Task details:
Take the records underneath and set them down exactly.

Record extracts:
>>
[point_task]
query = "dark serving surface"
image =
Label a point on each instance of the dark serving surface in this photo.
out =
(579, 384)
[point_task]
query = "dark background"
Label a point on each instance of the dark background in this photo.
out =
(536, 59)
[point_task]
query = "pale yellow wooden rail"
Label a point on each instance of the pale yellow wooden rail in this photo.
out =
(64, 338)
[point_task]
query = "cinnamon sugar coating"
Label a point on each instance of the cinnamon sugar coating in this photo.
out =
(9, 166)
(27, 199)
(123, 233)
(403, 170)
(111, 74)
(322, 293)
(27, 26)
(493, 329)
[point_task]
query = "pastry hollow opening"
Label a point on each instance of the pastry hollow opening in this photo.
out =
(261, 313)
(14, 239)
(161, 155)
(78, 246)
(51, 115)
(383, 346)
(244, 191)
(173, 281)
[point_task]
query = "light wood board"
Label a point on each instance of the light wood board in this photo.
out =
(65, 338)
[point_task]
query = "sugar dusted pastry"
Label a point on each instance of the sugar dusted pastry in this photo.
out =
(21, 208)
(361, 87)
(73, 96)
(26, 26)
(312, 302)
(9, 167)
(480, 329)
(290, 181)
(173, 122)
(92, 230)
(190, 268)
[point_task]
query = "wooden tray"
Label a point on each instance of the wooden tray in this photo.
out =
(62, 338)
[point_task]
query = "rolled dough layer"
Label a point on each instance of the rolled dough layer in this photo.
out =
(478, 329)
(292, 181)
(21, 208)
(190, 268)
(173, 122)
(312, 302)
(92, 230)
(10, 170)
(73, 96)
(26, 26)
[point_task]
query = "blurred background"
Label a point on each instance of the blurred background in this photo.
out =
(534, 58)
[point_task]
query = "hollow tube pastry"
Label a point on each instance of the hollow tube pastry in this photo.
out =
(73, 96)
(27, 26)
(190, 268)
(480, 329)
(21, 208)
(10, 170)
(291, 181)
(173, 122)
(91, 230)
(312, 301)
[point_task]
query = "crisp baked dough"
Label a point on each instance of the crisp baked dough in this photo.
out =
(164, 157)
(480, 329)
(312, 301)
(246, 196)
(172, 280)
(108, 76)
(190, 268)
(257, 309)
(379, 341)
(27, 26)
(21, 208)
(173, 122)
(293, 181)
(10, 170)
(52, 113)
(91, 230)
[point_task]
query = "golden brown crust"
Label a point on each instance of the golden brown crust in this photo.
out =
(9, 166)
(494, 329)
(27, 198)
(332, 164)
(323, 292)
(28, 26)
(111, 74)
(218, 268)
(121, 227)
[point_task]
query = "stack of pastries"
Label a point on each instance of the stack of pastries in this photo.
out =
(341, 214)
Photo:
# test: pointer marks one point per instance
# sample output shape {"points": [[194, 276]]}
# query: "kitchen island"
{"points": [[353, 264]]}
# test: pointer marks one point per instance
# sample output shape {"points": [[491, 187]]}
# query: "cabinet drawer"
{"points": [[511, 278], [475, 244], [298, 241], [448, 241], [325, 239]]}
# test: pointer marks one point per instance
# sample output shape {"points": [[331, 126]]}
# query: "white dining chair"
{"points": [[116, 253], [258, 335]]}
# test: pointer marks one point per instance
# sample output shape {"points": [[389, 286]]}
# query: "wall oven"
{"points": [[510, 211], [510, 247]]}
<<
Task solution:
[point_task]
query = "dark serving surface"
image =
Label a point on each instance of the dark serving surface in this photo.
out =
(579, 384)
[point_task]
query = "dark background"
Label a point on each instance of the dark background in this photo.
out =
(536, 59)
[point_task]
query = "pale yellow wooden rail"
Label a point on each instance of the pale yellow wooden rail in this photo.
out =
(64, 338)
[point_task]
query = "cinnamon sugar coating"
Label a point on each instance of the cinnamon sugar coating in this photo.
out =
(9, 166)
(27, 199)
(123, 233)
(403, 170)
(111, 74)
(322, 293)
(27, 26)
(493, 329)
[point_task]
query = "pastry hollow opening"
Label a point on each instance of the pastry hollow opening in this photo.
out =
(261, 313)
(14, 239)
(161, 155)
(78, 246)
(51, 115)
(383, 346)
(244, 191)
(173, 281)
[point_task]
query = "light wood board"
Label a point on each instance of the light wood board in this photo.
out =
(65, 338)
[point_task]
query = "sugar dusted pastry"
Label a point on each instance of the sugar dusted pastry in this photo.
out =
(21, 208)
(361, 87)
(73, 96)
(26, 26)
(312, 302)
(9, 167)
(480, 329)
(290, 181)
(173, 122)
(92, 230)
(190, 268)
[point_task]
query = "wooden tray"
Label a point on each instance of the wooden tray in this photo.
out =
(62, 338)
[point_task]
query = "rolled dough layer"
Label a point on each instance of the rolled dough layer in this photo.
out =
(478, 329)
(292, 181)
(21, 208)
(190, 268)
(173, 122)
(312, 302)
(92, 230)
(10, 170)
(73, 96)
(26, 26)
[point_task]
query = "blurred background"
Label a point on each instance of the blurred background in this photo.
out =
(534, 58)
[point_task]
query = "hollow tube pastry"
Label a point on each instance of the hollow tube pastry in this photo.
out =
(73, 96)
(27, 26)
(190, 268)
(480, 329)
(21, 208)
(10, 170)
(291, 181)
(173, 122)
(91, 230)
(312, 301)
[point_task]
query = "crisp baked dough"
Label a point on each instance of the crisp baked dough in this photo.
out =
(164, 157)
(480, 329)
(312, 301)
(246, 196)
(172, 280)
(108, 76)
(190, 268)
(257, 309)
(379, 341)
(27, 26)
(21, 208)
(173, 122)
(293, 181)
(10, 170)
(52, 113)
(91, 230)
[point_task]
query = "golden brown crust"
Label a point on each instance of the golden brown crust in this photo.
out =
(9, 166)
(494, 329)
(27, 198)
(332, 164)
(323, 292)
(28, 26)
(111, 74)
(218, 268)
(121, 227)
[point_task]
query = "stack of pastries"
Label a point on each instance of the stack of pastries in this photo.
out =
(341, 214)
Photo:
# test: pointer marks one point per instance
# sample output shape {"points": [[194, 276]]}
# query: "kitchen island"
{"points": [[353, 264]]}
# test: pointer marks one point per instance
# sample output shape {"points": [[491, 187]]}
# query: "cabinet drawer"
{"points": [[511, 278], [475, 244], [298, 241], [448, 241], [325, 239]]}
# test: pointer marks one point per instance
# sample output shape {"points": [[331, 126]]}
# query: "white dining chair"
{"points": [[116, 253], [258, 335]]}
# test: pointer marks one point per instance
# sample output shape {"points": [[389, 286]]}
# query: "wall oven"
{"points": [[510, 211], [510, 247]]}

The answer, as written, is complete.